** START Recorded information **
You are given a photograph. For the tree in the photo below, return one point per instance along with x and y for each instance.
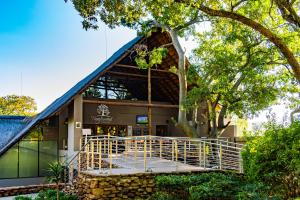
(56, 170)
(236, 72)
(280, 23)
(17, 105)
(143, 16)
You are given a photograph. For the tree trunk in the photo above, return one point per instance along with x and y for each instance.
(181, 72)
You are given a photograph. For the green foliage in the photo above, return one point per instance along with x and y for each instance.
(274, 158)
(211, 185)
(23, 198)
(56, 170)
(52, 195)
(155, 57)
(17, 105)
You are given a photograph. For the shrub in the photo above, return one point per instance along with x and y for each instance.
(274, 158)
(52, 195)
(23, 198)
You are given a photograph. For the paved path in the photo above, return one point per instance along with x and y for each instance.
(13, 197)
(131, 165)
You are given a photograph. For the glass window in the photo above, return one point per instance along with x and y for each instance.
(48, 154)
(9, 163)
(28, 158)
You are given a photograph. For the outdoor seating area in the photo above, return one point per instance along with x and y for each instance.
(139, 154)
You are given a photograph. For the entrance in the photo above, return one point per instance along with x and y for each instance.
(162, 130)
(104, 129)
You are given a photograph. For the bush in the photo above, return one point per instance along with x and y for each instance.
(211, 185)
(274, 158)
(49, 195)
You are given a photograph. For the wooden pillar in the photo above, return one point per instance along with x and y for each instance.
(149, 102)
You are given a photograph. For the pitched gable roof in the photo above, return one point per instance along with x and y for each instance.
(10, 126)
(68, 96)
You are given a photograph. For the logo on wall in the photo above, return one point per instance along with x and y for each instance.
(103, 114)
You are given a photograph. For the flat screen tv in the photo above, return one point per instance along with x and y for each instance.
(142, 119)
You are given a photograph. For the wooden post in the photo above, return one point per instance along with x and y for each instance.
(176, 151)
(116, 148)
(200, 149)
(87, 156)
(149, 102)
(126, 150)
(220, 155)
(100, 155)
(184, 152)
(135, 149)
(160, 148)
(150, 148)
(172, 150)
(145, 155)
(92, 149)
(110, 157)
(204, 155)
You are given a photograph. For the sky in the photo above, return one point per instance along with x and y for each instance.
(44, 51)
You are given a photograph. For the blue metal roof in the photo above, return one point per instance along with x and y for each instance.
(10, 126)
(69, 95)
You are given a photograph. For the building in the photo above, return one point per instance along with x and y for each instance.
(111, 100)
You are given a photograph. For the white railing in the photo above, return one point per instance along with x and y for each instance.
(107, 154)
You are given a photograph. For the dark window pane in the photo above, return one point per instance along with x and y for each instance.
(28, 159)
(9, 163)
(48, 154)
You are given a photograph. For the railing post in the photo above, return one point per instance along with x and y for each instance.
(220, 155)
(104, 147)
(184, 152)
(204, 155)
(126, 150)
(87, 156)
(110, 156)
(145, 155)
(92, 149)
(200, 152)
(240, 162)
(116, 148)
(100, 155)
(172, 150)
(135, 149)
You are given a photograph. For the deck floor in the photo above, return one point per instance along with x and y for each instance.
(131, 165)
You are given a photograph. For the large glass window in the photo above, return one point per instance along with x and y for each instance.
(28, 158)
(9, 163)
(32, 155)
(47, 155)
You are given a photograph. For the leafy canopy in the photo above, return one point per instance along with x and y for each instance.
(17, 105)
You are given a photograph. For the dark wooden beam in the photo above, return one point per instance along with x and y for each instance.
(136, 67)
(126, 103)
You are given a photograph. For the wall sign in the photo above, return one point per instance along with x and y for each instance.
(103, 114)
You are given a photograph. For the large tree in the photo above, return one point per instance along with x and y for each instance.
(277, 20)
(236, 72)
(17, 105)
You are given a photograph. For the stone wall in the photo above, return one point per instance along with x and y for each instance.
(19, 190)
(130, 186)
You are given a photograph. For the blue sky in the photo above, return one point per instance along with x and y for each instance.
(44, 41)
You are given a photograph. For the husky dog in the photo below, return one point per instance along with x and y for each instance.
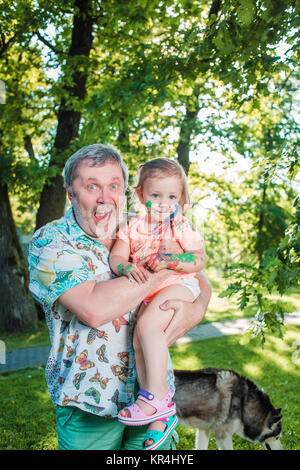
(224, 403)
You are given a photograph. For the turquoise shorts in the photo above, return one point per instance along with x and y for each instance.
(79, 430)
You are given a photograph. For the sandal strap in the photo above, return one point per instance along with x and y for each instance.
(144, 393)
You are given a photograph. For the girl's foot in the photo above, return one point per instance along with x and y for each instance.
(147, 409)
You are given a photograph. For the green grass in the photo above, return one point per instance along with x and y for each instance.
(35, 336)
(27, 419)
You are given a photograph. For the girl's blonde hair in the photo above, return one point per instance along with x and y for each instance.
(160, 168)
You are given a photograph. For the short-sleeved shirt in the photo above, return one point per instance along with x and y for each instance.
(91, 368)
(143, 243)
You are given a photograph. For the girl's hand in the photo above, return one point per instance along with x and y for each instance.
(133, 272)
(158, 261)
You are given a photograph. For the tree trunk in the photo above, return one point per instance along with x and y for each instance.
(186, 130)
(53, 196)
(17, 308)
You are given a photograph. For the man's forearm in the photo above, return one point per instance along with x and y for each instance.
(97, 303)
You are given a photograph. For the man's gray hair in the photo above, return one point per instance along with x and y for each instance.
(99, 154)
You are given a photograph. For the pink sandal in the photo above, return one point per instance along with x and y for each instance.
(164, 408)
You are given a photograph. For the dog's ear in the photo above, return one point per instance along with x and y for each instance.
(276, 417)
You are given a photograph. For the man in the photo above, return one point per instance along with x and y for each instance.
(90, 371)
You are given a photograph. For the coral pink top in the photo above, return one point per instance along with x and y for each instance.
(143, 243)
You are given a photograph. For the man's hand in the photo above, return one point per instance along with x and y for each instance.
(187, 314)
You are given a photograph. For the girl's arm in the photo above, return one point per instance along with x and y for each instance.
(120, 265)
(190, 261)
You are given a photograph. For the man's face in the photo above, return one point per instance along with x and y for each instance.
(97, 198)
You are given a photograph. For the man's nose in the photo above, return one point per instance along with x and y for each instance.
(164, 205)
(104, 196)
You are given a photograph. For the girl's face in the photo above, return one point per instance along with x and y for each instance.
** END Recorded information **
*Stated goal*. Will you copy out all of the items above word for word, leaving out the pictures?

*Reply*.
You are given a photograph. For the tree in the photo below, return one point per instance along with x and y for each instance.
(56, 170)
(236, 72)
(280, 23)
(17, 105)
(143, 16)
You are given a photograph. For the tree trunk in the photo above, return one point per instance along with x and y for each instance.
(181, 72)
You are given a photograph. For the green foliage in the photo above, return one point per instance along with x and y for each instance.
(274, 158)
(211, 185)
(23, 198)
(56, 170)
(52, 195)
(155, 57)
(17, 105)
You are given a photograph. For the shrub in the photo above, return one point per instance along with x and y for each instance.
(274, 158)
(52, 195)
(23, 198)
You are given a photograph. For the paved path in the photo above, return one point per instance along with x and y for each instance.
(13, 197)
(131, 165)
You are given a photograph. For the glass window in the photo above, return one point per instance along with x and y for each instance.
(48, 154)
(9, 163)
(28, 158)
You are given a photograph. For the outdoor seating area in the photo above, return one point per instance along with x and y for each instance.
(139, 154)
You are given a photograph. For the entrance in the photo above, return one point per instance along with x and y for each instance.
(162, 130)
(104, 129)
You are given a photograph. For the bush in the photo above, return one point per instance along with x and y for each instance.
(211, 185)
(274, 158)
(49, 195)
You are given a photograph. For the wooden pillar in the photo above, return one point per instance along with x and y for each instance.
(149, 102)
You are given a photograph. For the pitched gable roof in the photo above, return one point per instance along with x and y for each instance.
(10, 126)
(68, 96)
You are given a photograph. For the logo on wall in the photo above, return one point per instance along with x and y for each instance.
(103, 114)
You are given a photograph. For the flat screen tv in the photo above, return one point per instance along with x and y for each instance.
(142, 119)
You are given a photograph. For the wooden post in the photo above, return one point per instance along with x and y for each instance.
(176, 151)
(116, 148)
(200, 149)
(87, 156)
(149, 102)
(126, 150)
(220, 155)
(100, 155)
(184, 152)
(135, 149)
(160, 148)
(150, 148)
(172, 150)
(145, 155)
(92, 149)
(110, 157)
(204, 155)
You are given a photograph. For the sky in the photo above, return one point per instance along with x and y for each instance.
(44, 51)
You are given a photograph. For the blue metal roof in the photo above, return one point per instance along with x and y for each instance.
(10, 126)
(69, 95)
You are given a photograph. For the building in the photo above, return one point per instance along with x and y for each instance.
(111, 100)
You are given a photograph. For the white railing in the photo above, return one point per instance along with x and y for each instance.
(107, 154)
You are given a photograph. For the dark window pane in the photo above, return one point per instance along with x and y for each instance.
(28, 159)
(9, 163)
(48, 154)
You are given a photograph. For the railing post in the photo above, return one point per instance along with x and y for each instance.
(220, 155)
(104, 147)
(184, 152)
(204, 155)
(126, 150)
(87, 156)
(110, 156)
(145, 155)
(92, 149)
(200, 152)
(240, 162)
(116, 148)
(100, 155)
(172, 150)
(135, 149)
You are given a photograph. For the deck floor in the photo above, return one point per instance along with x and y for each instance.
(131, 165)
You are given a photograph. For the large glass window in the photo above, return one point per instance along with x and y for each instance.
(28, 158)
(9, 163)
(32, 155)
(47, 155)
You are given a photograph. For the leafy canopy in the photo above, return one point per instance along with x and y for each instance.
(17, 105)
You are given a photograph. For the dark wooden beam in the photo above, return one point per instance along with x and y for each instance.
(136, 67)
(126, 103)
You are given a photograph. For the wall sign in the photo above, return one point per instance along with x and y for each instance.
(103, 114)
You are given a photograph. For the large tree in the photo above, return one point per instance along with x and y for each instance.
(277, 20)
(236, 72)
(17, 105)
You are given a photograph. For the stone wall in the photo above, return one point per instance along with x and y for each instance.
(19, 190)
(130, 186)
You are given a photograph. For the blue sky in the photo above, return one point per instance along with x and y for each instance.
(44, 41)
You are given a photograph. For the husky dog in the photo below, return one point per instance along with x and y for each instance.
(224, 403)
You are given a photograph. For the turquoise shorts in the photo above, return one point per instance along with x and y for each instance.
(79, 430)
You are given a photograph. For the sandal strap in the photo above, return one point per instance along with x and y for each instance.
(144, 393)
You are given a photograph. For the girl's foot in the photo above, return one point per instance along with x and y for each instance.
(147, 409)
You are given a photograph. For the green grass in the photo above, return one point per instance along with x and y for each instance.
(35, 336)
(27, 419)
You are given a photograph. For the girl's blonde hair in the photo above, return one point per instance along with x and y for each instance.
(160, 168)
You are given a photograph. For the short-sleeved shirt in the photo above, return one point per instance along with x and y for each instance.
(91, 368)
(143, 243)
You are given a photograph. For the girl's hand in the photo above, return one point per instance along with x and y for each instance.
(133, 272)
(158, 261)
You are given a photograph. For the tree trunk in the photo above, return one point per instance along with x and y for each instance.
(186, 130)
(53, 196)
(17, 308)
You are given a photograph. For the man's forearm in the photo above, return one point per instance along with x and y for each instance.
(97, 303)
You are given a photograph. For the man's gray hair in the photo above, return one point per instance along with x and y for each instance.
(99, 154)
You are given a photograph. For the pink sandal in the photo above, return one point per instance along with x and y for each instance.
(164, 408)
You are given a photograph. For the dog's ear in the photo above, return one point per instance along with x and y for each instance.
(276, 417)
You are given a photograph. For the man in the photo above, return one point per instance along with x and y for each instance.
(90, 371)
You are given a photograph. For the coral pink top in the photo above, return one point per instance along with x and y for each instance.
(143, 243)
You are given a photograph. For the man's hand in the photo above, return one point per instance along with x and y for each instance.
(187, 314)
You are given a photograph. For the girl's arm in the photo above, return one point per instance along with x and y for each instance.
(120, 265)
(190, 261)
You are given a photograph. For the man's face in the photo above, return one point per instance along with x and y for each instance.
(97, 198)
You are given a photograph. For the man's nose in the photo above, return one point per instance along with x and y for each instance.
(164, 205)
(104, 196)
You are given a photograph. For the girl's face in the photo above, return one point per instance along with x and y for each instance.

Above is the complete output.